A while ago I had trouble sleeping. I used to lie awake, staring at the ceiling, for hours and hours. Then one day my grandmother suggested I tried counting sheep after I'd gone to bed. As always when my grandmother suggests things, I decided to try it out.
The only problem was, there were no sheep around to be counted when I went to bed.






Creative as I am, that wasn't going to stop me. I sat down and wrote a computer program that made a grid of characters, where # represents a sheep, while . is grass (or whatever you like, just not sheep). To make the counting a little more interesting, I also
decided I wanted to count flocks of sheep instead of single sheep. Two sheep are in the same flock if they share a common side (up, down, right or left). Also, if sheep A is in the same flock as sheep B, and sheep B is in the same flock as sheep C, then sheeps
A and C are in the same flock.

Information given:

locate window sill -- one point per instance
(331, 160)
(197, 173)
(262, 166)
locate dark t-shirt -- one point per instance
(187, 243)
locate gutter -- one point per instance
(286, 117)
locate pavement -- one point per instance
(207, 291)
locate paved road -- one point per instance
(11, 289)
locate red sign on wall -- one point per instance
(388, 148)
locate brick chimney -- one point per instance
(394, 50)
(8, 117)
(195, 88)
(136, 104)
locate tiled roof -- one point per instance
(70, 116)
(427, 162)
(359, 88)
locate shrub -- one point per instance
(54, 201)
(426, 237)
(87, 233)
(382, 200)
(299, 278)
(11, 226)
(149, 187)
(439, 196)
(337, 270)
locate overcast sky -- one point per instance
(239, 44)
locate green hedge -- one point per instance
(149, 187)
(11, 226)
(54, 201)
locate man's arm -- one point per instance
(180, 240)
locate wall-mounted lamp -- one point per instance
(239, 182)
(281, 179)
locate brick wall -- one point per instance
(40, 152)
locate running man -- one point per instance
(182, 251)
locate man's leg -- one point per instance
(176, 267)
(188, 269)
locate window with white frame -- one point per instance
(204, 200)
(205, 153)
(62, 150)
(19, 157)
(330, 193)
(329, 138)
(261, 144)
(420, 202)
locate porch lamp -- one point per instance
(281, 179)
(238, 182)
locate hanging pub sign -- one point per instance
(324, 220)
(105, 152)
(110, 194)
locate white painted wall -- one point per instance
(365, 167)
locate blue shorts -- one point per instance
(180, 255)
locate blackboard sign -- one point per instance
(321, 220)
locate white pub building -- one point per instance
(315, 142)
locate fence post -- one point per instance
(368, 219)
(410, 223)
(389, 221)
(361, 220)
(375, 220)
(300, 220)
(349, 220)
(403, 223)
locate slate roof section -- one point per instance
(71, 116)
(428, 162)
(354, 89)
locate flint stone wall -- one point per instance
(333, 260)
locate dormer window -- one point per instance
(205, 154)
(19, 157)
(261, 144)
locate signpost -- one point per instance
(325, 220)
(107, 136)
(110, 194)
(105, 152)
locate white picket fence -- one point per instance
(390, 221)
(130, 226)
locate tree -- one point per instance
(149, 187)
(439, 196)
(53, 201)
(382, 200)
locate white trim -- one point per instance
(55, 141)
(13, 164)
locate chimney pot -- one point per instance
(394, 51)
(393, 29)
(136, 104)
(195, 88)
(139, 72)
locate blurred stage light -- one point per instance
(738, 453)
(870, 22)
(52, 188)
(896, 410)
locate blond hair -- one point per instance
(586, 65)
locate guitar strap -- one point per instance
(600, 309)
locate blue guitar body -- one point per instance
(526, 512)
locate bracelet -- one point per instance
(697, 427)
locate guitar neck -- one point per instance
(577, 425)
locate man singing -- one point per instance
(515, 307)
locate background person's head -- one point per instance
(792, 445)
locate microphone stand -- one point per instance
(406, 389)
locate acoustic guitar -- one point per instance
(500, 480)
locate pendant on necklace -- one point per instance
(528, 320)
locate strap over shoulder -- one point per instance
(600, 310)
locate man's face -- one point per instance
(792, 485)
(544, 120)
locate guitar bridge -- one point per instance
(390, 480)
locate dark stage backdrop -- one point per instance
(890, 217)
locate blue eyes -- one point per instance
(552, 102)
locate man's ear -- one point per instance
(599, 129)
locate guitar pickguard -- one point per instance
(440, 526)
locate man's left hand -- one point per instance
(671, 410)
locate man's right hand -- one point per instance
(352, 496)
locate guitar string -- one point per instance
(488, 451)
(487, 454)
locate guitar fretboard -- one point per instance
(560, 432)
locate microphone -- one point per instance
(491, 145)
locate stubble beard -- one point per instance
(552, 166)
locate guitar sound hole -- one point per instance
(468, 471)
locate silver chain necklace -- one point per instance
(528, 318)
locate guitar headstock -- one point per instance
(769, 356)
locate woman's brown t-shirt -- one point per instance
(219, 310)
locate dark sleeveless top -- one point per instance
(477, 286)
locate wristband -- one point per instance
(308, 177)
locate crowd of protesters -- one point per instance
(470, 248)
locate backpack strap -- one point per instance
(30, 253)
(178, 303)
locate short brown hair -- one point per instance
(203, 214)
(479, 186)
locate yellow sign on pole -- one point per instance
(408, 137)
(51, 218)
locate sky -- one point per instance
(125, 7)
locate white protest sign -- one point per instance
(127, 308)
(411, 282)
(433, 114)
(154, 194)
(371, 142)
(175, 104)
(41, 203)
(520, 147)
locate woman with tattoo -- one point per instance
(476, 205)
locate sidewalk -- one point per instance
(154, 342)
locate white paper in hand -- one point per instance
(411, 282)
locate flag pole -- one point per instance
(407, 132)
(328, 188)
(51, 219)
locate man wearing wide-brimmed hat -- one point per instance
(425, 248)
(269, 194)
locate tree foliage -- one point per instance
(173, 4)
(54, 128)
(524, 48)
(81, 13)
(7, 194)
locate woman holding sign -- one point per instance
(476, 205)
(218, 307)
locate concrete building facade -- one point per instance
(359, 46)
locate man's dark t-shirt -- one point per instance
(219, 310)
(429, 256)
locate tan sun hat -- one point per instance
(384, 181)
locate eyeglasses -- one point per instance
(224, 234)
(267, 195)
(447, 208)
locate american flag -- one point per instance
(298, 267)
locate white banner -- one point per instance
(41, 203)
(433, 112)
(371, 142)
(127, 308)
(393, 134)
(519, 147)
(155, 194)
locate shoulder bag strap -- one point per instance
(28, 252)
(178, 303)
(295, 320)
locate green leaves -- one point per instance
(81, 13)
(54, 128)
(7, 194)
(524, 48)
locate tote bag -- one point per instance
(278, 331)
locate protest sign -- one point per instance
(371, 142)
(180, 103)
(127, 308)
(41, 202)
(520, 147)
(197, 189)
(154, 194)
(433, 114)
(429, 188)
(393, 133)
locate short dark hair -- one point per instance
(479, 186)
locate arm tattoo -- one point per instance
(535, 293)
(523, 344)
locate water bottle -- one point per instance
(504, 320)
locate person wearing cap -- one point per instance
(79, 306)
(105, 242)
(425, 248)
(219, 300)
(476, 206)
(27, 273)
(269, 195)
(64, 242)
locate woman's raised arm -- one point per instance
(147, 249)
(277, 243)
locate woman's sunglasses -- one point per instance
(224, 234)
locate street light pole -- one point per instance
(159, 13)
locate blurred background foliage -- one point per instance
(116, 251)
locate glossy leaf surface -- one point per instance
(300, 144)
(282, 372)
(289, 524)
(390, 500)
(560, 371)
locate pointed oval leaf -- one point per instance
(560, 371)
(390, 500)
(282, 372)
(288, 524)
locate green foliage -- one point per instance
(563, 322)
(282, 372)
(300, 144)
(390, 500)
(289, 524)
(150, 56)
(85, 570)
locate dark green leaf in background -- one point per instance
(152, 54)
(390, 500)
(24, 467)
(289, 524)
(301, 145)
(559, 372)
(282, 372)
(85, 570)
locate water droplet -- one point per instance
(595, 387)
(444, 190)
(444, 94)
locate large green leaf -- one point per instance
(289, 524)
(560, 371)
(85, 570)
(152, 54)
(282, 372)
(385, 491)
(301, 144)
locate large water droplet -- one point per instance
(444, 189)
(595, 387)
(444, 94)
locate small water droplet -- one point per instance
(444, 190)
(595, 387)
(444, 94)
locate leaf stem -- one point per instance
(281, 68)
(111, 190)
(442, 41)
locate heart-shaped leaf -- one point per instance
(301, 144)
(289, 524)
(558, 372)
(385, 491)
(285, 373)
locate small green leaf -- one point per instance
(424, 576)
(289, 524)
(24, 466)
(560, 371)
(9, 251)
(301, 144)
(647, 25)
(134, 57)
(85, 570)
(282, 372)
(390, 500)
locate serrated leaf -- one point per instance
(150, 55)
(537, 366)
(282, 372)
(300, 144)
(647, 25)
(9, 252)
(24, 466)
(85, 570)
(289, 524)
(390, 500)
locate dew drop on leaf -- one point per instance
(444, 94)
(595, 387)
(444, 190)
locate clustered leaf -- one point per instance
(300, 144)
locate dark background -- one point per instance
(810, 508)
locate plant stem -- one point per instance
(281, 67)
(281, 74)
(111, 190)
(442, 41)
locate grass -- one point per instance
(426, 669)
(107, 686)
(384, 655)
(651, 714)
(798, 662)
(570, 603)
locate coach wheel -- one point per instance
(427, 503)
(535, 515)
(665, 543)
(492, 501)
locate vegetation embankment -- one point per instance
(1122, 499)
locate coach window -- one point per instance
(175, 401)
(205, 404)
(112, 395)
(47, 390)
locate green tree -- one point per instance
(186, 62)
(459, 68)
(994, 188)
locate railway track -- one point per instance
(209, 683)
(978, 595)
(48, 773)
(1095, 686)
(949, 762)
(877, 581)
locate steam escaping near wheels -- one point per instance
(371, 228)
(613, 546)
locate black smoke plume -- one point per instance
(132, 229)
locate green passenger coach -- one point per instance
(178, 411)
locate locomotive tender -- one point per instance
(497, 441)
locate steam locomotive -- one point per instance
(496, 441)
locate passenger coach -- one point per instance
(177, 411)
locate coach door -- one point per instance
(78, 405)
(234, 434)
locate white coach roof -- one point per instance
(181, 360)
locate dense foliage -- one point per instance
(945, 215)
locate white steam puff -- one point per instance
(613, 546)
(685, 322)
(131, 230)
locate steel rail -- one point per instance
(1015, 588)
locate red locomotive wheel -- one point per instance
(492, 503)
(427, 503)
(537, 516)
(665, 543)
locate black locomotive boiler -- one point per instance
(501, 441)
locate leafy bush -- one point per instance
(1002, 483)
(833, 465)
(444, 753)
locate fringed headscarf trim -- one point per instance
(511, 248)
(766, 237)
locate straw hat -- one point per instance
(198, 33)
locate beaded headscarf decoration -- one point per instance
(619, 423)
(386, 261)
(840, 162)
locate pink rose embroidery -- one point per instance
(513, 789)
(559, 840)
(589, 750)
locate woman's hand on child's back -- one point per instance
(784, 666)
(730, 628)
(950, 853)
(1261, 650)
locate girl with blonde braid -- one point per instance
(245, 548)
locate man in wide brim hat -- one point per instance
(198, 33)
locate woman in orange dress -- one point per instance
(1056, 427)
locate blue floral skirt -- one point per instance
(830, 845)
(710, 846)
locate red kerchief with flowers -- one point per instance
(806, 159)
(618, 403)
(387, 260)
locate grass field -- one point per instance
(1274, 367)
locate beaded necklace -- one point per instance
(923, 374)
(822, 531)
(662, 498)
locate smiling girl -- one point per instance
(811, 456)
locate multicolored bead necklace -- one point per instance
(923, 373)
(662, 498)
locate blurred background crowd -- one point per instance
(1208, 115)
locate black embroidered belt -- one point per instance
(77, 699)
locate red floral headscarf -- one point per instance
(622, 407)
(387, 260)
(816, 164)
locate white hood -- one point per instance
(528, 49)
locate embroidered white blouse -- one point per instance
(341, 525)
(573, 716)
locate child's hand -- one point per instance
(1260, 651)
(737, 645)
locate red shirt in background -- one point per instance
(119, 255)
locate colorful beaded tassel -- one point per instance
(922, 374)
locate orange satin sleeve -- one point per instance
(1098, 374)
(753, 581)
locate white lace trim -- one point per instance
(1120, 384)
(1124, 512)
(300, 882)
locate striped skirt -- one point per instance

Set problem: In the sheep-counting text, what condition puts two sheep in the same flock?

Task result: They share a common side (up, down, right, or left).